Although some claim they can tell personality traits from facial features, the master`s thesis of the Director, Reb (Prof.) Neumann shows the flaws in this. In his study, he took pictures of students in a college who shared a residence for 3 years, then seniors in college. The students rated each other on 20 personality traits. He then showed these pictures to groups of other students who attended a different university which was 40 miles away and each student rated the person in each picture on the same 20 personality traits.

What he then did was take these pictures to an employee of the police department who is hired to draw composite sketches and using his criteria broke down the faces of those people in the pictures and each feature was rated by this expert.

What he hoped to find was empirical validation of the basis of first impressions. He wanted to know how much agreement there was by people who knew them well by living together for 3 years and know how much agreement there was by people rating others by their picture alone. (Reliability) He wanted to see how much agreement there was on ratings of people they know well and ratings based on picture alone – or how valid was first impressions. He then wanted to find how these first impressions are deduced from facial features.

What he found in his thesis (later published in professional journals), was that there was very high reliability quotients in both groups, meaning that there was a great deal of agreement on all 20 personality traits of each person rated. To oversimplify, 9 out of 10 students who rated the person by picture alone agreed and 9 out of 10 of the students who lived together for 3 years agreed. However, there was wide discrepancies in ratings of each trait between the two groups.

Records from a dataset:
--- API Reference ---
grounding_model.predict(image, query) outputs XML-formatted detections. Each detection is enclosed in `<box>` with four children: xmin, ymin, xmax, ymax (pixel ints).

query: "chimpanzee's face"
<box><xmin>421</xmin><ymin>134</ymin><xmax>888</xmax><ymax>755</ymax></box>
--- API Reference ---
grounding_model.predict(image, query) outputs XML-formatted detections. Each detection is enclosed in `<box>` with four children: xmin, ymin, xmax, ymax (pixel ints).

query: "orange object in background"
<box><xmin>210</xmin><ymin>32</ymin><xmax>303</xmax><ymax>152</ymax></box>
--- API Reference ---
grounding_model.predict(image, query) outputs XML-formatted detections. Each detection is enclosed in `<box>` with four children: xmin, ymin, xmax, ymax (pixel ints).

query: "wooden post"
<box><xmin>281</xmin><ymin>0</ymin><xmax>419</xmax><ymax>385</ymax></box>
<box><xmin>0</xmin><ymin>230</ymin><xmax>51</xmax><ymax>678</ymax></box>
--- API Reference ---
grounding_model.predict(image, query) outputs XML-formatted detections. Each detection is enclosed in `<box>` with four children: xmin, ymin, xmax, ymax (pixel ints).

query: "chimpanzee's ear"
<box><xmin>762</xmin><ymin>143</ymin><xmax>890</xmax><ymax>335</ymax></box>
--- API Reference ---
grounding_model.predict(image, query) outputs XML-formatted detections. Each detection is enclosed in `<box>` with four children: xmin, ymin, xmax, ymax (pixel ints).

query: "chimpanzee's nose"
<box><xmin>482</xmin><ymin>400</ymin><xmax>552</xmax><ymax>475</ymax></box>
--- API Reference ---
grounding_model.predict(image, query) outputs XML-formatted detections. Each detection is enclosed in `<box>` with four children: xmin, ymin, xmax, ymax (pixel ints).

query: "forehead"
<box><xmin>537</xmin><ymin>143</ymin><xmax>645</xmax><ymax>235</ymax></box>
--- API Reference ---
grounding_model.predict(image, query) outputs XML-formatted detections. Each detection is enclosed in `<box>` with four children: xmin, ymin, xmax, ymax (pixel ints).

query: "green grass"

Work required: Extend the passage about the study of first impressions and facial features, picking up right after its final sentence.

Exercise response:
First impressions are reliable but not valid.

What this means is that your first impressions of someone and another person`s first impressions of that same person will be highly similar. And if you both got to know this person over a long time, you both also would agree. And in retrospect if you looked at your first impressions, you both would agree that they were false.

If by looking at a picture there was such high agreement, Neumann tried to discover what facial features were associated with the personality perceptions. Running every factor analysis statistic known at the time (1970s) there were no connections between facial features – individually or in combination with other features which was at all connected to rating of any one of the personality traits rated on the picture.

His study and many others lead to the conclusions that it is a grave mistake for clients to look at a picture and make a decision based on the picture alone. Shadchanim often get the response "She is not my look" as a reaction from singles who are in shidduchim for decades and reinforces the findings of Neumann`s master`s thesis.

Yismach is there to help "old fashioned" shadchanim who take the time to get know the clients. It is not a dating site where possibilities are just a click away. On Yismach we have the picture only because shadchanim want to remember who they met and to recognize them if they see them again months later.

Pictures to see if they are attracted

It is a trap to seek "objective" beauty which does not exist. It is also self-defeating to trust first impressions.

Some argue that they need to see pictures to see if they are attracted. To dispel this point, in a study published in Journal of Personality and Social Psychology, what Reb (Prof.) Neumann did is give male college students 8x10 photographs of females’ faces and the students rank ordered them in terms of physical attractiveness. Then the student was hooked up to EKG and GSR monitors and was told that he would be shown slides of pictures and to just sit back in the comfortable reclining armchair. While the photos where shown they could hear what sounded like an EKG monitor beeping their heart rate. The heart rate however was false feedback so that with some pictures the heart rate accelerated and others no change.

They were then shown photographs of the girls faces mixed in with other photos and asked to separate those they recognized seeing before. They then were asked to rank order those same pictures which they originally rank ordered.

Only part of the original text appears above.